--- Start Text extract ---
# Things Always break in 3's



## Don M. (Jun 2, 2016)

I just hate it when something breaks around the house...because it seems that when something goes bad, it is soon followed by 2 other things.  This past week has been a classic example.

Sunday, the Air Conditioner shot craps.  I was out working in the yard, and heard a loud noise, out back.  I went there and heard a loud humming noise coming from the Air conditioner.  A little basic troubleshooting looked like the compressor had broken.  I left a message with a good local company, and their guy came out on Memorial Day and verified what I thought.  Today, they installed a whole new York 4 ton unit, and inside evaporator, and we are back to normal...Minus a hefty hit to the checkbook.    

Tuesday, I was doing some mowing, and decided to take a break.  When I came back to the mower after 10 minutes, it wouldn't start.  It looks like the carburetor has gone bad, and is flooding the hot engine when it is shut down.  I pulled the spark plugs and blew out the cylinders, and let it sit for an hour, and it finally cranked up again.  I'll pick up a new carb at the dealer tomorrow...another 50 bucks down the drain.  I'll save the old one, and rebuild it later this year, so I have a spare if this happens again.

This morning, I went down to the basement to empty a dehumidifier I keep down there, and it wasn't running.  The bucket was only half full...the unit had gone bad.  While the AC people were here I opened the dehumidifier up and it looks like the main control board is bad...good luck finding a spare part for that.  So, I'll be checking the prices at Lowes, Menard's, Home Depot, etc., in coming days, hoping for a sale.
--- End Text extract ---
▶ _What you need to do_
In the post about household things breaking in threes, what was installed to replace the broken air conditioner?
--- Start Dataset extract ---
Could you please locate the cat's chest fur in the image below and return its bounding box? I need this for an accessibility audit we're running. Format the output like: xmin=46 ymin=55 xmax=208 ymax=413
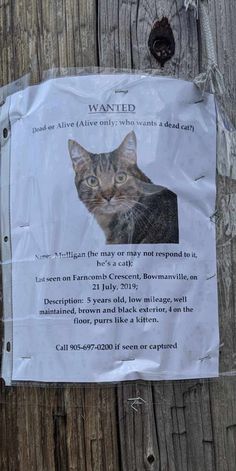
xmin=96 ymin=190 xmax=178 ymax=244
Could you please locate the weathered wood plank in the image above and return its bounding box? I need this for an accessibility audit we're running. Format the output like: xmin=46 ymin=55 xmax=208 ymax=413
xmin=0 ymin=0 xmax=236 ymax=471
--- End Dataset extract ---
▶ _Reply_
A new York 4-ton unit and an inside evaporator.